DIRECTIONS –
A. In the Museum as Muck blog post, what led the author to write out the list of things they don't care about when recruiting? Answer in one to three sentences.
B. Answer these questions using the Museum as Muck blog post:
(i) Who founded the Museum as Muck network?
(ii) Where was its first Annual General Meeting held?
(iii) At which British Library site is the author based?
C. Carry on the Museum as Muck blog post from the point where it stops.

GIVEN PASSAGE –
====

Living Knowledge blog

07 October 2019

Museum as Muck – improving working class representation in museums and galleries

I was proud to represent the British Library at the first Museum as Muck (a play on the term ‘common as muck’) Annual General Meeting last month, hosted by the network’s founder Michelle McGrath at the British Museum.

The AGM was a gathering of likeminded individuals who are thinking about working class representation in the museums and galleries workforce and the wider cultural sector.

On the train back to Yorkshire, where I’m based at the British Library’s site in Boston Spa, I thought about my own, accidental, journey into the cultural sector. In particular, all the things I wish I’d known before I applied for my post at the British Library and what it would be helpful to know when thinking about working with us, so here goes:

When I’m recruiting I don’t care:

  • Where you went to school
  • Which university you went to (if you went)
  • Who your parents are
  • Where you live
  • How old you are
  • If your auntie/dad/sister etc. works with us
  • What your gender identity is
  • What your sexual orientation is
  • What accent you have
  • If you have tattoos or piercings
  • If you identify as disabled – we can support you
  • If you have caring/childcare responsibilities – we can support you

What I do care about is that you will embody our values and strive to make the British Library the best institution of its kind in the world.

====

DATA ROWS –
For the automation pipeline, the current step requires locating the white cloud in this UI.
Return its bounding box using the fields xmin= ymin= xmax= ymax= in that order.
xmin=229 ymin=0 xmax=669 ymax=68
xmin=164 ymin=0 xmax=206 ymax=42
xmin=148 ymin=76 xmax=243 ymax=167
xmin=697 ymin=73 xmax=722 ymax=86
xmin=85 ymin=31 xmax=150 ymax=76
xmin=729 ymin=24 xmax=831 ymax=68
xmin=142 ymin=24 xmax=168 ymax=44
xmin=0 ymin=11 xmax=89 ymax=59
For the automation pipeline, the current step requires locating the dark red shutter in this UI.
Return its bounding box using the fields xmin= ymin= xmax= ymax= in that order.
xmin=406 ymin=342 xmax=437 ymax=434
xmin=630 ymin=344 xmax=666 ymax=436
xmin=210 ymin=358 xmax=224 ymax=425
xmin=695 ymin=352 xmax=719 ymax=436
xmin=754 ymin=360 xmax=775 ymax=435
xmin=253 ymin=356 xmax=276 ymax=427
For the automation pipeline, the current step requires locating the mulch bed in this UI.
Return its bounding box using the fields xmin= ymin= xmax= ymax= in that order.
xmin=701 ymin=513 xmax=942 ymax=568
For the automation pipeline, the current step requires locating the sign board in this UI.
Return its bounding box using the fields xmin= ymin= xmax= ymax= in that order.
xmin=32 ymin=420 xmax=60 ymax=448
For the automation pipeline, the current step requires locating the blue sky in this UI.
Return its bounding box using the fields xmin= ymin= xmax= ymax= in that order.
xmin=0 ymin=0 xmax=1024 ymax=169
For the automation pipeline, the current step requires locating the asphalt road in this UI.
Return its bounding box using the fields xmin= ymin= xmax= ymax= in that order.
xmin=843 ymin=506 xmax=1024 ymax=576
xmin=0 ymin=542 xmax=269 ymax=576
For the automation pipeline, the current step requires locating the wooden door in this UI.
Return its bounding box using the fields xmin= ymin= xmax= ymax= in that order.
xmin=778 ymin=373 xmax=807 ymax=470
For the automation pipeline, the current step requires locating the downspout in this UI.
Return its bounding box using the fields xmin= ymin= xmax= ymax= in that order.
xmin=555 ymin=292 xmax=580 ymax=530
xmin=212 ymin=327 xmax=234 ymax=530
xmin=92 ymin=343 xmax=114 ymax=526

====

RESULTS IN ORDER –
A. On the train back to Yorkshire, the author reflected on their own accidental journey into the cultural sector. The list sets out what they wish they had known before applying for their post at the British Library, and what would help anyone thinking about working there.

B.
(i) Michelle McGrath
(ii) At the British Museum
(iii) Boston Spa, in Yorkshire

C.
At the British Library we want everyone to show themselves in their best light and really shine when they apply for a role or come to interview with us.  These are some tips that I think will help you get the best out of your application:

When you fill in an application form:

  • Read the job profile and get a feel for what the job is – don’t rely solely on the job title
  • Find out more about the British Library and the team you would be working with – look at our website, read our blogs, read our Living Knowledge Strategy, check out our social media
  • Make sure you use real life examples of how you can/have demonstrated the requirements of the post
  • Speak to the recruiting manager – we always provide contact details of them for an informal chat about the role
  • Don’t use a generic application – tailor it to the vacancy you are applying for
  • Proof-read your application before hitting send

When you come to an interview:

  • Prepare – look at the job profile and minimum requirements and think about how you can provide examples on how you meet these, what attracted you to the role? Why do you want to work at the British Library?
  • If you’re not sure what the dress code is contact us
  • Expect to be interviewed by a panel of usually three people, and that they will take notes throughout the interview
  • Expect to be asked competency-based questions – these are questions where we will ask you to describe an example of a time when you…
  • Use the time in the interview to ask any questions about the role – we want you to be confident that we are the right employer for you
  • Use the opportunity to demonstrate through your examples how you embody our values
  • If you have any specific requirements, need a paper copy of the questions on the day, or have any access needs please let us know.  We will always try and find a way to accommodate requests
  • Most importantly be yourself – an interview is a two way process so now is a great opportunity to get a feel for whether we are the right organisation for you

If you do choose to join the British Library I hope you will feel welcomed and included and can see how we celebrate diversity in all its forms across our organisation.

We have staff networks for LGBTQ+, BAME, Disability and Gender and I manage a portfolio of work called Everyone Engaged where we are aiming to make the British Library an institution where everyone feels welcome.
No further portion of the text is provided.